--- start of Text segment ---
According to statistics, in 2005 year the number of bankruptcies increased in 10%. “During the 12-month period ending September 30, 2005, 1,782,643 bankruptcies were filed, up from the 1,618,987 bankruptcy cases filed in fiscal year 2004” (United States Bankruptcy Courts 2008; see Figure 2). Because of their collective and comprehensive character, and also because of their potential consequences in terms of the legal status of the debtor, they must be regarded as fundamentally different to the orthodox types of civil or commercial litigation pursued on a party-to-party basis. “Business bankruptcies for FY 2005 fell 2 percent to 34,222, from the 34,817 business bankruptcies filed in FY 2004. Non-business or personal bankruptcies rose 10 percent in FY 2005, to total 1,748,421, up from 1,584,170 in FY 2004” (United States Bankruptcy Courts 2008; see Figures 3, 4. 5). It is appropriate, therefore, to assess the principles for exercise of bankruptcy jurisdiction in an independent manner, without necessarily adopting any rule or policy from the realm of general litigation unless it can withstand further scrutiny under the more exacting standards that should attend the operation of bankruptcy jurisdiction in a domestic context.
--- end of Text segment ---
--- start of Working data ---
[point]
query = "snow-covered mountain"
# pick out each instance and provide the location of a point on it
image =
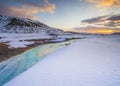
(24, 25)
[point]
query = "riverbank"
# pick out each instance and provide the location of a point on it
(88, 62)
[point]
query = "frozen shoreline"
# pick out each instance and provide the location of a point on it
(86, 62)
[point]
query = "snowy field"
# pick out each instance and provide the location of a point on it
(20, 40)
(86, 62)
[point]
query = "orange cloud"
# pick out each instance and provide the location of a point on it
(27, 9)
(105, 3)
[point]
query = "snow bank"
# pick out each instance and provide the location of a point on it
(17, 40)
(86, 62)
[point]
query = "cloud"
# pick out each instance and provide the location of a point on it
(111, 21)
(102, 24)
(27, 9)
(105, 3)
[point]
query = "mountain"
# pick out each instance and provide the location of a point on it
(24, 25)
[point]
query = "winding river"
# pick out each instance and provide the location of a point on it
(20, 63)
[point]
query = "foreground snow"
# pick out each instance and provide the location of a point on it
(86, 62)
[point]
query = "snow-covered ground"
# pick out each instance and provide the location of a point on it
(21, 40)
(86, 62)
(18, 40)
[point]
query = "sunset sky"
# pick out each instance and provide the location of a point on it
(92, 16)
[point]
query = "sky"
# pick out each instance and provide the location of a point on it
--- end of Working data ---
- Exercise set:
- A) Rewrite all the records with "pick out" replaced by "mark" every time it appears, keeping everything else the same. Leave the pictures out.
- B) Write the next part of the passage on bankruptcy filings and jurisdiction, starting after its final sentence.
The text and the records were taken from separate sources.

- Responses to the exercise:
- A)
[point]
query = "snow-covered mountain"
# mark each instance and provide the location of a point on it
image =
(24, 25)
[point]
query = "riverbank"
# mark each instance and provide the location of a point on it
(88, 62)
[point]
query = "frozen shoreline"
# mark each instance and provide the location of a point on it
(86, 62)
[point]
query = "snowy field"
# mark each instance and provide the location of a point on it
(20, 40)
(86, 62)
[point]
query = "orange cloud"
# mark each instance and provide the location of a point on it
(27, 9)
(105, 3)
[point]
query = "snow bank"
# mark each instance and provide the location of a point on it
(17, 40)
(86, 62)
[point]
query = "cloud"
# mark each instance and provide the location of a point on it
(111, 21)
(102, 24)
(27, 9)
(105, 3)
[point]
query = "mountain"
# mark each instance and provide the location of a point on it
(24, 25)
[point]
query = "winding river"
# mark each instance and provide the location of a point on it
(20, 63)
[point]
query = "foreground snow"
# mark each instance and provide the location of a point on it
(86, 62)
[point]
query = "snow-covered ground"
# mark each instance and provide the location of a point on it
(21, 40)
(86, 62)
(18, 40)
[point]
query = "sunset sky"
# mark each instance and provide the location of a point on it
(92, 16)
[point]
query = "sky"
# mark each instance and provide the location of a point on it

- B)
From the standpoint of private law, the issues of principal interest in relation to personal bankruptcy are: (1) Jurisdiction–under what circumstances can bankruptcy proceedings take place in a given jurisdiction, in relation to a given debtor? (2) Enternational Effects of Bankruptcy–the extent to which a bankruptcy adjudication is capable of taking effect in relation to property of the debtor situate in foreign jurisdictions outside the forum of bankruptcy; (3) Choice of Law–the principles to be applied in determining the governing law for the main process of the bankruptcy itself, and in resolving subsidiary or incidental questions arising in the context of the main proceedings, and affecting claims or parties in interest; (4) Treatment of Creditors and Claims in the bankruptcy process.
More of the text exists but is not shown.